* **Excerpt provided**:
• • • • • • •

Dementia may travel lonely road in elderly
By Bruce Bower
It’s plenty tough to grow old when you live alone and have no satisfying contacts with either relatives or friends. Such isolation carries an added burden, however. It sharply boosts a person’s chances of developing Alzheimer’s disease or related brain ailments associated with advancing age, according to a 3-year investigation of elderly Swedes.
In contrast, marriage and a fulfilling social life appear to protect the elderly against these brain disorders, generally categorized as dementia, concludes a team headed by epidemiologist Laura Fratiglioni of the Stockholm Gerontology Research Centre.
What’s more, susceptibility to dementia rises steadily as social isolation intensifies, the researchers report in the April 15 Lancet.
“A poor social network may act as a precipitating factor for dementia, whereas an extensive social network can delay such an [outcome] by providing emotional and intellectual stimulation,” Fratiglioni says. The biological mechanisms by which social isolation promotes dementia are unknown, she adds.
Several earlier studies conducted by other investigators showed increased death rates among elderly people with few or no regular social contacts. The frequent development of dementia in this group may partly account for those findings, Fratiglioni now proposes.
The researchers studied 1,203 people, all at least 75 years old, living at home in Stockholm. Participants scored well on a standard test of mental functioning, and none exhibited medical signs of dementia.
Nurses interviewed each volunteer about his or her social life. A total of 84 individuals cited an extensive social network, which consisted of living with a spouse, maintaining regular, satisfying contacts with children, and having rewarding relationships with other relatives or friends. Another 880 people had a moderate social network that included any two of those three factors. A limited social network, consisting of a single factor, characterized 226 participants.
Finally, the 13 people with poor social networks lived alone and weren’t in contact with relatives or close friends.
During the next 3 years, 176 cases of dementia—mainly Alzheimer’s disease but also some instances of dementia from damage caused by multiple strokes—developed in the Swedish sample.

• • • • • • •

* **Listed entries**:
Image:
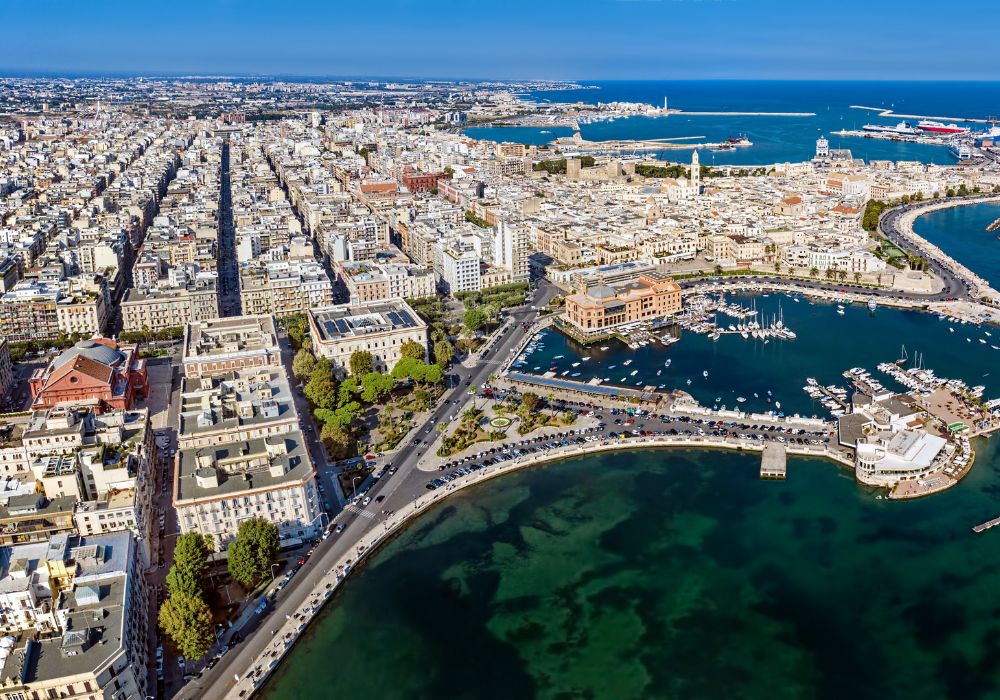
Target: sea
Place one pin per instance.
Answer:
(679, 574)
(775, 139)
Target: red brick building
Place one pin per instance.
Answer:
(92, 370)
(421, 182)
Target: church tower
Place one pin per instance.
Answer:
(695, 174)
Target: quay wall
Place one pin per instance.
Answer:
(286, 636)
(981, 287)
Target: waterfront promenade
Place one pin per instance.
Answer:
(897, 226)
(287, 626)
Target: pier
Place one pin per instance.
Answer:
(983, 527)
(889, 114)
(742, 114)
(773, 462)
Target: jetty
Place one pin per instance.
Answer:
(889, 113)
(774, 462)
(983, 527)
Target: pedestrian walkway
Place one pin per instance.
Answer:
(361, 512)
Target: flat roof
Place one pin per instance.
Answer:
(297, 468)
(350, 321)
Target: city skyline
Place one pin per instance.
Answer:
(595, 40)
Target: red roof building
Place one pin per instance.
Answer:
(96, 370)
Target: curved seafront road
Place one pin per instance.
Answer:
(897, 226)
(398, 490)
(408, 484)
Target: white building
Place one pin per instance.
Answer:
(512, 250)
(379, 327)
(457, 271)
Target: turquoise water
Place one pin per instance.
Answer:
(671, 575)
(776, 139)
(826, 346)
(961, 233)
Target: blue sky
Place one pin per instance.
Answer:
(562, 39)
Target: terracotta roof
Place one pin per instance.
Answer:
(83, 365)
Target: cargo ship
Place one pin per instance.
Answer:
(901, 129)
(939, 128)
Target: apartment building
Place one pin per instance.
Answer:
(242, 454)
(283, 288)
(169, 307)
(379, 327)
(75, 612)
(457, 271)
(220, 345)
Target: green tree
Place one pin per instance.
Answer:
(253, 551)
(433, 374)
(361, 363)
(337, 440)
(444, 352)
(297, 327)
(187, 620)
(348, 391)
(345, 415)
(321, 390)
(474, 319)
(406, 368)
(303, 365)
(374, 386)
(413, 349)
(187, 575)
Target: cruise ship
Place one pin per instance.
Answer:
(902, 129)
(960, 150)
(939, 128)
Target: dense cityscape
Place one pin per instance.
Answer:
(250, 329)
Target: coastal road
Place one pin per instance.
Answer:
(397, 490)
(891, 226)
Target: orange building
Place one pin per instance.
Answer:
(97, 370)
(602, 307)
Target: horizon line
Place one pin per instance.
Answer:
(6, 74)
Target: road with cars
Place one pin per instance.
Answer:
(400, 483)
(403, 481)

• • • • • • •

* **What to work on**:
Copy the passage from "What’s more, susceptibility" through "Fratiglioni now proposes." in the article on dementia and social isolation above, reproducing it word for word.

* **Result of this task**:
What’s more, susceptibility to dementia rises steadily as social isolation intensifies, the researchers report in the April 15 Lancet.
“A poor social network may act as a precipitating factor for dementia, whereas an extensive social network can delay such an [outcome] by providing emotional and intellectual stimulation,” Fratiglioni says. The biological mechanisms by which social isolation promotes dementia are unknown, she adds.
Several earlier studies conducted by other investigators showed increased death rates among elderly people with few or no regular social contacts. The frequent development of dementia in this group may partly account for those findings, Fratiglioni now proposes.